Directions for this task
Omit every picture and return the rest of the data unaltered.
============================================================
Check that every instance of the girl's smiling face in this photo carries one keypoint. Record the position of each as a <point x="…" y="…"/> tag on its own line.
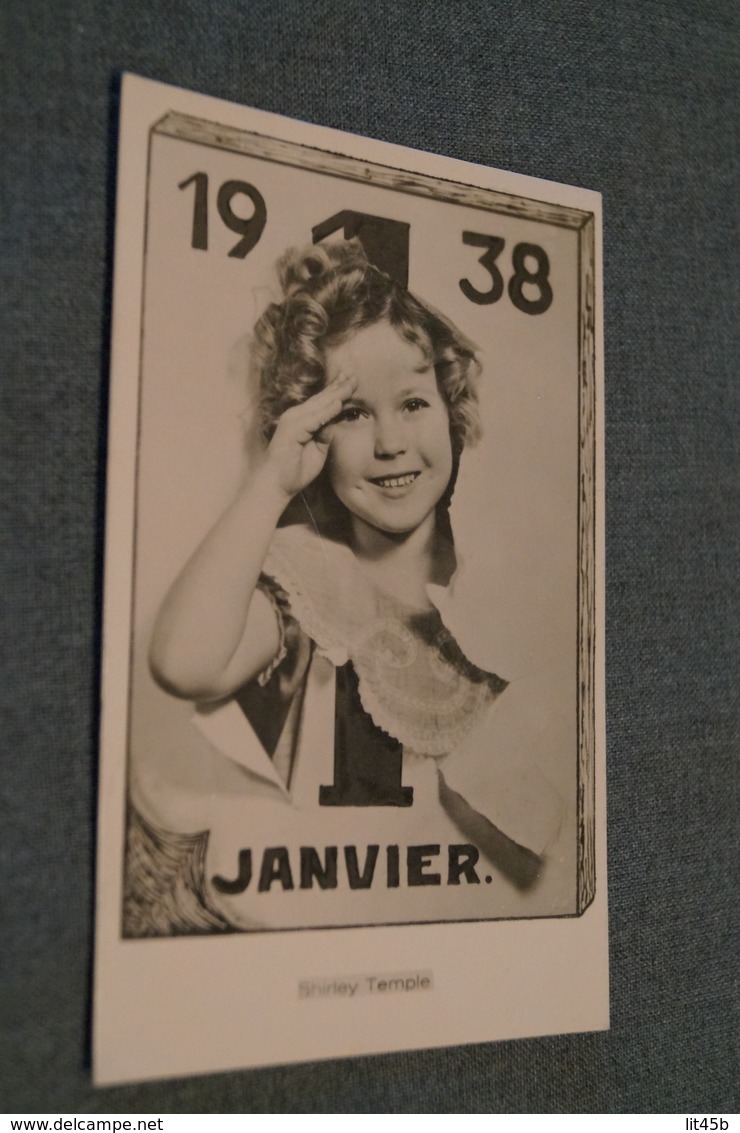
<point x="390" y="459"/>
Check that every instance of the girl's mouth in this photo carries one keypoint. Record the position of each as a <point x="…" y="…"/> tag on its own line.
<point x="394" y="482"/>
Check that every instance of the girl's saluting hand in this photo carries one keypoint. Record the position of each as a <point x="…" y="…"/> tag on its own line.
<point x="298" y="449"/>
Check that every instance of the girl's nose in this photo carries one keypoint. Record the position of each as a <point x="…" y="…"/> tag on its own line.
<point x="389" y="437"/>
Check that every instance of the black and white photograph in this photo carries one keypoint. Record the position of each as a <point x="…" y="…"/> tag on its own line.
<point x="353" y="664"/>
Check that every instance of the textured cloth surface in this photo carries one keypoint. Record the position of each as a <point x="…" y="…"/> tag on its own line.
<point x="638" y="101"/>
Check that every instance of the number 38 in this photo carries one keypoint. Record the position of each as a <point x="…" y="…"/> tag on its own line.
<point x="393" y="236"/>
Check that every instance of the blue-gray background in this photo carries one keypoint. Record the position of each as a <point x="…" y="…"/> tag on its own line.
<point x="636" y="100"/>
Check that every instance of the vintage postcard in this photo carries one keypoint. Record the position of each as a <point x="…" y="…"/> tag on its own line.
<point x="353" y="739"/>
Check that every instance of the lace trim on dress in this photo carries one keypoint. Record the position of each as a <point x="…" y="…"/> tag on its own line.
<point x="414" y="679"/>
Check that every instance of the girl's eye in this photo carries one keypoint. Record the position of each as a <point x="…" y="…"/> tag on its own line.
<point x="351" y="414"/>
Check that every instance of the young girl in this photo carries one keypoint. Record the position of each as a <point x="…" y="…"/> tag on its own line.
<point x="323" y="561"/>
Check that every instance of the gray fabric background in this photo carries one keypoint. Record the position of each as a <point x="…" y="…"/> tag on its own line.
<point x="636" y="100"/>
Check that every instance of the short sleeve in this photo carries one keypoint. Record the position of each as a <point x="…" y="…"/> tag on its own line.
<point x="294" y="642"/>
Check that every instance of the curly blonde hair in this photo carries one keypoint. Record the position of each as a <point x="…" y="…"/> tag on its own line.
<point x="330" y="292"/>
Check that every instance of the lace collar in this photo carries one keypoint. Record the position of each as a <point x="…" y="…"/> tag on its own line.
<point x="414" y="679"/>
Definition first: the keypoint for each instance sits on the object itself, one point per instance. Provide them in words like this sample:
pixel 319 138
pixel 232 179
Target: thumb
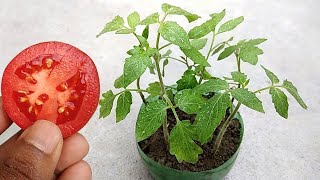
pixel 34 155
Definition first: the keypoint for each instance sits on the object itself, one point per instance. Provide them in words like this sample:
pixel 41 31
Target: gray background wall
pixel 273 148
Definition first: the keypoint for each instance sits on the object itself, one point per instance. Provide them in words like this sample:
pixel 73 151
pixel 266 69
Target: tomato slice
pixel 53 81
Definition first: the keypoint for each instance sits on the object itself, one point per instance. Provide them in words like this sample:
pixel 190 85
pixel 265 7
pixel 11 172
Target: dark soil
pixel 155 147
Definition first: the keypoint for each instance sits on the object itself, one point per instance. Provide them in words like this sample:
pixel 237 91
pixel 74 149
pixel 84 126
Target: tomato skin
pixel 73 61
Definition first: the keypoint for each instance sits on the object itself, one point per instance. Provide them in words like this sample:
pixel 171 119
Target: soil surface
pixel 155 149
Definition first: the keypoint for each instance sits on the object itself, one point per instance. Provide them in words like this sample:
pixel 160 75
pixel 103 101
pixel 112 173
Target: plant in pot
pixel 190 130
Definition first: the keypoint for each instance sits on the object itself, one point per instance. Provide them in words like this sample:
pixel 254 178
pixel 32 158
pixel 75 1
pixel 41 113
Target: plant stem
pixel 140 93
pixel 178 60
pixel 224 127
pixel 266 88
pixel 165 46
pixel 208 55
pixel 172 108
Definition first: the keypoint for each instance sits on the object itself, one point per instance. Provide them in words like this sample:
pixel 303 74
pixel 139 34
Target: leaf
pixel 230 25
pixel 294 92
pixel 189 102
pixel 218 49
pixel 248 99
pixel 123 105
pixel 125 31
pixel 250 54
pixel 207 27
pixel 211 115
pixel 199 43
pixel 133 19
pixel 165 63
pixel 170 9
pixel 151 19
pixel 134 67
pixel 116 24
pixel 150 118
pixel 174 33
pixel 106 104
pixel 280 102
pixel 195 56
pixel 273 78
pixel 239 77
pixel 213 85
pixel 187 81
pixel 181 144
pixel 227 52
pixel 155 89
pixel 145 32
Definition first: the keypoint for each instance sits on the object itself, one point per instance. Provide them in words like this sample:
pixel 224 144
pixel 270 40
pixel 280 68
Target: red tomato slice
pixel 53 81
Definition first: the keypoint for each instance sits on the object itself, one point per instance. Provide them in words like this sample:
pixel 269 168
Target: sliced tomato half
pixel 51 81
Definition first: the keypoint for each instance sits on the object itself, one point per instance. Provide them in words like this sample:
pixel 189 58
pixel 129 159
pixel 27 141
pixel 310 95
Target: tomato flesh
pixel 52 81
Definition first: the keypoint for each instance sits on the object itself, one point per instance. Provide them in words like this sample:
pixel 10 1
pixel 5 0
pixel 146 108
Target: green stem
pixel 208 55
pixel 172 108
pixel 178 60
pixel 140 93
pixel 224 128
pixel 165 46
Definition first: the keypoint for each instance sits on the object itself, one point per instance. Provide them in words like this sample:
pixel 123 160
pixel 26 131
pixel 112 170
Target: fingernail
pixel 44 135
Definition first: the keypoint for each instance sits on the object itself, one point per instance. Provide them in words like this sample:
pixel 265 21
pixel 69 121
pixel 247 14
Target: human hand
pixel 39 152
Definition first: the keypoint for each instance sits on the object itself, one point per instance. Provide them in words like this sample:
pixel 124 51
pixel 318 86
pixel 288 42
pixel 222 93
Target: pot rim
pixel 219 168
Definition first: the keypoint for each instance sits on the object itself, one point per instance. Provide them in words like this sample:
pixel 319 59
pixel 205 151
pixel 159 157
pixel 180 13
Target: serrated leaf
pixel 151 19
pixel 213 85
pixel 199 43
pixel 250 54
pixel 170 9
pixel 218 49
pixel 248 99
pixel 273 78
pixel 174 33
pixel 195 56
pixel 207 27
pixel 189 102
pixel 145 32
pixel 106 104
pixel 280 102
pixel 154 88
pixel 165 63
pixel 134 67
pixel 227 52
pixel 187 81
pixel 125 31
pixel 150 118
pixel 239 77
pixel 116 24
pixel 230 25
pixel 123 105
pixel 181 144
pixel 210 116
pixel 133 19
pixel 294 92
============================================================
Result of the task
Check that every instance of the girl's smiling face in this photo carries one keypoint. Record the position of each as a <point x="…" y="…"/> tag on its own line.
<point x="390" y="459"/>
Check that every instance of the girl's mouth in this photo carries one keypoint. Record the position of each as a <point x="…" y="…"/> tag on its own line.
<point x="394" y="482"/>
Check that every instance of the girl's saluting hand in this photo carries one keypoint. Record the position of each as a <point x="…" y="…"/> tag on its own line.
<point x="298" y="449"/>
Check that every instance of the girl's nose in this photo carries one keypoint. Record the position of each as a <point x="…" y="…"/> tag on its own line.
<point x="389" y="437"/>
Check that every instance of the black and white photograph in this photo carries one keypoint. Record the position of each as a <point x="…" y="…"/> tag on its own line.
<point x="353" y="664"/>
Check that every instance of the textured cloth surface in this photo carries one keypoint. Record the position of each as a <point x="…" y="…"/> tag on its own line.
<point x="638" y="101"/>
Check that every instance of the number 38 in this photo carries one keypoint. Record the position of each as a <point x="…" y="…"/> tag on its own line.
<point x="393" y="236"/>
Check that every instance of the blue-gray background in this photo carries one keypoint. Record the position of each as a <point x="…" y="…"/> tag on its own line.
<point x="636" y="100"/>
Check that every instance of the vintage postcard in this photo carries one keypoint. Record the position of each as a <point x="…" y="…"/> tag on its own line.
<point x="353" y="739"/>
Check that every instance of the lace trim on dress in this photo carries one keypoint. Record the position of each as a <point x="…" y="…"/> tag on its own line.
<point x="414" y="679"/>
Check that every instance of the girl's eye in this photo carries one keypoint. Record the position of each as a <point x="…" y="…"/> tag on its own line.
<point x="351" y="414"/>
Check that every instance of the young girl in this photo carries one keypoint. Record the position of each as a <point x="…" y="…"/> tag on its own line.
<point x="323" y="561"/>
Check that every instance of the gray fabric background in this photo carries one keypoint. Record the position of each as a <point x="…" y="…"/> tag on its own line.
<point x="636" y="100"/>
Check that every instance of the short sleeve in this photo carries one keypoint. Record the position of each as a <point x="…" y="…"/> tag on its own line.
<point x="294" y="642"/>
Check that every instance of the curly blonde hair in this photo carries one keypoint. Record the position of each as a <point x="…" y="…"/> tag on its own line.
<point x="330" y="292"/>
Check that every instance of the lace collar in this photo carries one keypoint. Record the position of each as a <point x="…" y="…"/> tag on its own line.
<point x="414" y="679"/>
Definition first: the keypoint for each instance sits on the object itself, one point per instance. Provide them in words like this sample:
pixel 319 138
pixel 232 179
Target: thumb
pixel 34 155
Definition first: the keypoint for each instance sits on the object itself, one point per instance. Provide them in words like this sample:
pixel 41 31
Target: gray background wall
pixel 273 148
Definition first: the keypoint for each instance sits on the object itself, one point per instance. Provide them in words like this sample:
pixel 73 151
pixel 266 69
Target: tomato slice
pixel 53 81
Definition first: the keypoint for each instance sits on the object itself, one point per instance. Provide them in words like this sample:
pixel 190 85
pixel 265 7
pixel 11 172
Target: dark soil
pixel 155 147
Definition first: the keypoint for each instance sits on the object itself, one point per instance. Provide them in words like this sample:
pixel 237 91
pixel 74 149
pixel 84 126
Target: tomato skin
pixel 73 61
Definition first: the keypoint for each instance sits on the object itself, one point per instance. Provide them in words like this sample:
pixel 171 119
Target: soil surface
pixel 155 149
Definition first: the keypoint for each instance sits on the object itself, one point per instance. Provide them in words like this sample:
pixel 160 75
pixel 103 101
pixel 112 173
Target: plant in pot
pixel 190 130
Definition first: the keypoint for each instance sits on the object itself, one point per instance. Provide them in words like this sample:
pixel 254 178
pixel 32 158
pixel 75 1
pixel 41 113
Target: plant stem
pixel 140 93
pixel 178 60
pixel 224 127
pixel 266 88
pixel 165 46
pixel 208 55
pixel 172 108
Definition first: the keypoint for each instance sits on the object itself, one point per instance. Provide them in words like this sample:
pixel 303 74
pixel 139 34
Target: leaf
pixel 230 25
pixel 294 92
pixel 189 102
pixel 218 49
pixel 248 99
pixel 123 105
pixel 125 31
pixel 250 54
pixel 207 27
pixel 211 115
pixel 199 43
pixel 133 19
pixel 165 63
pixel 170 9
pixel 151 19
pixel 134 67
pixel 116 24
pixel 150 118
pixel 174 33
pixel 106 104
pixel 280 102
pixel 195 56
pixel 273 78
pixel 239 77
pixel 213 85
pixel 187 81
pixel 181 144
pixel 227 52
pixel 155 89
pixel 145 32
Definition first: the keypoint for each instance sits on the object itself, one point per instance. Provide them in words like this sample:
pixel 224 144
pixel 270 40
pixel 280 68
Target: red tomato slice
pixel 53 81
Definition first: the keypoint for each instance sits on the object itself, one point per instance. Provide them in words like this sample:
pixel 269 168
Target: sliced tomato half
pixel 51 81
Definition first: the keypoint for each instance sits on the object itself, one point per instance. Provide them in words like this sample:
pixel 189 58
pixel 129 159
pixel 27 141
pixel 310 95
Target: tomato flesh
pixel 52 81
Definition first: the keypoint for each instance sits on the object itself, one point per instance. Provide them in words like this sample:
pixel 10 1
pixel 5 0
pixel 146 108
Target: green stem
pixel 208 55
pixel 172 108
pixel 178 60
pixel 140 93
pixel 224 128
pixel 165 46
Definition first: the keypoint for each instance sits on the object itself, one point per instance. Provide them in words like this sample:
pixel 123 160
pixel 26 131
pixel 112 170
Target: fingernail
pixel 44 135
Definition first: the keypoint for each instance sits on the object itself, one point per instance. Provide them in words like this sample:
pixel 265 21
pixel 69 121
pixel 247 14
Target: human hand
pixel 39 152
Definition first: the keypoint for each instance sits on the object itself, one point per instance. Provide them in words like this sample:
pixel 124 51
pixel 318 86
pixel 288 42
pixel 222 93
Target: pot rim
pixel 219 168
Definition first: the keypoint for each instance sits on the object itself, one point per instance. Provide them in words like this sample:
pixel 319 59
pixel 205 151
pixel 159 157
pixel 180 13
Target: serrated leaf
pixel 151 19
pixel 213 85
pixel 199 43
pixel 250 54
pixel 170 9
pixel 218 49
pixel 248 99
pixel 273 78
pixel 174 33
pixel 195 56
pixel 207 27
pixel 189 102
pixel 145 32
pixel 106 104
pixel 280 102
pixel 154 88
pixel 165 63
pixel 134 67
pixel 227 52
pixel 187 81
pixel 125 31
pixel 150 118
pixel 239 77
pixel 116 24
pixel 230 25
pixel 123 105
pixel 181 144
pixel 210 116
pixel 133 19
pixel 294 92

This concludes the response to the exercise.